__Action item__: From the first line to the last, restate the records word for word, skipping the pictures.

Segment Start: Data in this exercise

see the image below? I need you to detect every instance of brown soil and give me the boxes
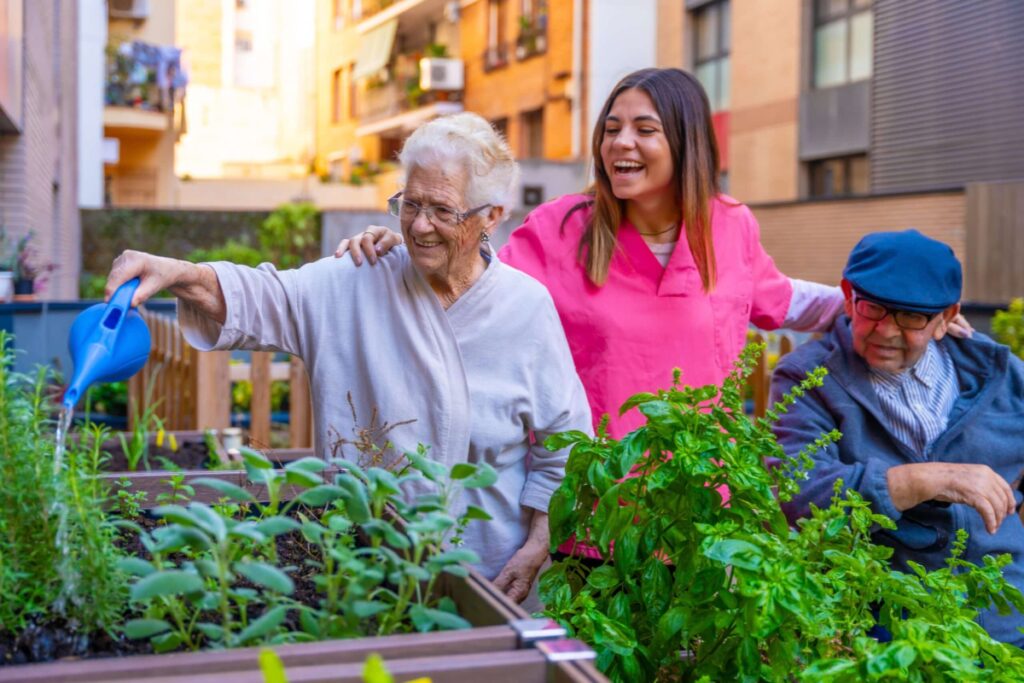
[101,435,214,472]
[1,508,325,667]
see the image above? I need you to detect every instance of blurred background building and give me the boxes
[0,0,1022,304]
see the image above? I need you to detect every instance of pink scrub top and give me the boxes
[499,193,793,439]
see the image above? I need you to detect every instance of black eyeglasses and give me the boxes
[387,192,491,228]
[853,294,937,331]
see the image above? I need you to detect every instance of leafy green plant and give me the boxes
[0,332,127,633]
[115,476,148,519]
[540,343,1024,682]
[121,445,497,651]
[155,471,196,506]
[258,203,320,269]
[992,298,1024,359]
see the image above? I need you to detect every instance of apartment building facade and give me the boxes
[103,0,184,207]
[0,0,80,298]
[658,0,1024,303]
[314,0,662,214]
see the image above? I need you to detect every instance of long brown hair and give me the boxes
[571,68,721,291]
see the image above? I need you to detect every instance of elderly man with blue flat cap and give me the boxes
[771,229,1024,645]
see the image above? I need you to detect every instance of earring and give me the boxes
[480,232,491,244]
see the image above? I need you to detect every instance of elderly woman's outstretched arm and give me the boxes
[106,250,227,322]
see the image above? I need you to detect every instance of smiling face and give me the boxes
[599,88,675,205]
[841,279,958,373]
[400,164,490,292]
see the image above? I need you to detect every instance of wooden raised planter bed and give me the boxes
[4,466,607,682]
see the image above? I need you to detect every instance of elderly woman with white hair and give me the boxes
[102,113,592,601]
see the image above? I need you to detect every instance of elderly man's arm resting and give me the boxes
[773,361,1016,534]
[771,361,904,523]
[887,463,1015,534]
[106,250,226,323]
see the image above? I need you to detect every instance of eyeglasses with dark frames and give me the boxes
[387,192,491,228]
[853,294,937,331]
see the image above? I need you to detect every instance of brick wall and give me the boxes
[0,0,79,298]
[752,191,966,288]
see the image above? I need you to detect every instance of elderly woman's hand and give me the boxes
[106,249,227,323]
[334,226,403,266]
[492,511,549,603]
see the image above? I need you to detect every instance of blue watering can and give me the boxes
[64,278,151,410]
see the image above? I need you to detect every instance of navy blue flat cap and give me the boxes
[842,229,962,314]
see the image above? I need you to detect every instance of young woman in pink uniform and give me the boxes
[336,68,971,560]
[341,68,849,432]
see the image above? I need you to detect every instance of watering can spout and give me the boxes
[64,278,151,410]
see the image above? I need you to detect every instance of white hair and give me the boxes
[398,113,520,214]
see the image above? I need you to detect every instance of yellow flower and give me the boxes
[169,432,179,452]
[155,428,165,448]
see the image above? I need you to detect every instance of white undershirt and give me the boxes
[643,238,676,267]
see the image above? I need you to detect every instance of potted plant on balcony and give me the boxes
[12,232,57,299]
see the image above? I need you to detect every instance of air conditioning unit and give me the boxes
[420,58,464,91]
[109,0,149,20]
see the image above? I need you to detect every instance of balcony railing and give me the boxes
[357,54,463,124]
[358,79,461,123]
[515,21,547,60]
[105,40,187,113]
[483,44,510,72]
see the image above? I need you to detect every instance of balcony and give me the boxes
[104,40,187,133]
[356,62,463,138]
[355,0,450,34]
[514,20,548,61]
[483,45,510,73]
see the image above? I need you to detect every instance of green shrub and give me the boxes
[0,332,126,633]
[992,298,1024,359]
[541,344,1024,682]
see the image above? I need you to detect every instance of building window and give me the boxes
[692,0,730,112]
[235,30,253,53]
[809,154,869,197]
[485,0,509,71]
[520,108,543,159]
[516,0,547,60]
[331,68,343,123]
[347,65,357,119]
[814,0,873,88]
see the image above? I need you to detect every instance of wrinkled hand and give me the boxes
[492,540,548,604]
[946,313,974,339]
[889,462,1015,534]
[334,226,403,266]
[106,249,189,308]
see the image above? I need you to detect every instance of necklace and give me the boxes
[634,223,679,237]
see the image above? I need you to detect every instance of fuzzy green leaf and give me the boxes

Segment End: Data in this exercise

__Result of the task__:
see the image below? I need you to detect every instance of brown soil and give me the boxes
[101,435,214,472]
[1,508,325,667]
see the image above? I need you to detect every instance of blurred background building and give me the boxes
[0,0,1022,304]
see the image above? I need you to detect every instance of pink scrub top and give me the boxes
[499,193,793,439]
see the image above? I need you to detect every instance of black eyeglasses and give me the boxes
[387,192,491,228]
[853,294,937,331]
see the image above? I need you to detect every instance of leafy green plant and give me the boxes
[0,332,127,633]
[115,476,148,519]
[540,343,1024,682]
[121,445,497,651]
[155,471,196,506]
[258,203,320,269]
[992,298,1024,359]
see the image above? I need you to detect every instance of apartment building facade and give me the boxes
[103,0,184,207]
[0,0,80,298]
[658,0,1024,303]
[314,0,662,214]
see the image above? I need you to detect every instance of long brown hair and give me the boxes
[571,68,721,291]
see the image above? I need you to detect every instance of elderly man with blue flat cap and give me the boxes
[771,229,1024,645]
see the image above? I need you to detect every instance of earring and give me the boxes
[480,232,491,244]
see the image above? I need you to detect every instance of elderly woman's outstretched arm and give me the boxes
[106,250,227,322]
see the image above? I need you to detect every instance of smiling face and give me the boxes
[599,88,675,205]
[841,279,958,373]
[400,164,490,292]
see the image above? I need you to detect every instance of wooden raised planter bed and give me the boxes
[4,466,607,682]
see the image above? I need you to detect every instance of elderly woman with white hair and give me the boxes
[102,113,592,601]
see the image above? I need you to detect every instance of elderly man's arm resting and give me the boxes
[773,361,1016,534]
[771,361,904,523]
[887,463,1015,534]
[106,250,226,323]
see the image above? I need you to detect every instance of eyeglasses with dark frames and give me the boxes
[387,192,491,228]
[853,294,937,331]
see the image above? I need you to detect every instance of brick wall and give me the boxes
[0,0,79,298]
[752,191,966,288]
see the image above? I need you to detect every instance of elderly woman's hand and give me the boxes
[106,249,227,323]
[334,226,403,266]
[492,511,549,603]
see the image above? I need you to detect every instance of blue watering can and give me the boxes
[64,278,151,410]
see the image above? I need you to detect every instance of navy blue flat cap and give me the boxes
[842,229,962,314]
see the image above? I need you to detect every instance of young woman in pink uniform and give me the boxes
[336,68,971,560]
[341,68,849,432]
see the image above? I need you to detect every instance of watering can spout and give me the boxes
[64,278,151,410]
see the image above? I need you to detect every instance of white hair and give me the boxes
[398,113,520,214]
see the image above? I need you to detect every instance of yellow flower and give me the boxes
[169,432,179,452]
[155,428,165,448]
see the image above? I need you to detect every instance of white undershirt and give me the boxes
[643,238,676,267]
see the image above? I need you to detect every instance of potted plant on balcony and give me the boxes
[12,232,57,299]
see the image above? I need you to detect every instance of air conditioning unit and give me the boxes
[420,58,464,91]
[109,0,149,20]
see the image above? I need you to detect every instance of balcony railing and give me the boxes
[357,54,463,124]
[358,79,461,123]
[515,21,547,60]
[105,40,187,113]
[483,44,510,72]
see the image above? I need you to detect every instance of balcony and give me the boxes
[104,40,187,133]
[356,62,463,138]
[355,0,450,34]
[514,20,548,61]
[483,45,510,73]
see the image above? I need you to detect every instance of green shrub and give me the boxes
[0,332,126,633]
[992,298,1024,359]
[541,344,1024,682]
see the image above? I need you to detect every instance of building window and give me the boxes
[692,0,730,112]
[235,30,253,53]
[809,154,869,197]
[485,0,509,71]
[520,108,543,159]
[516,0,547,60]
[331,68,343,123]
[347,65,357,119]
[814,0,873,88]
see the image above? I need you to detect every instance of wrinkled hand and give me the boxes
[492,540,548,604]
[946,313,974,339]
[889,462,1015,534]
[334,226,403,266]
[106,249,189,308]
see the image above? I need you to detect every instance of necklace and give me the boxes
[634,223,679,237]
see the image above? I need you to detect every instance of fuzzy green leaf and give me the boxes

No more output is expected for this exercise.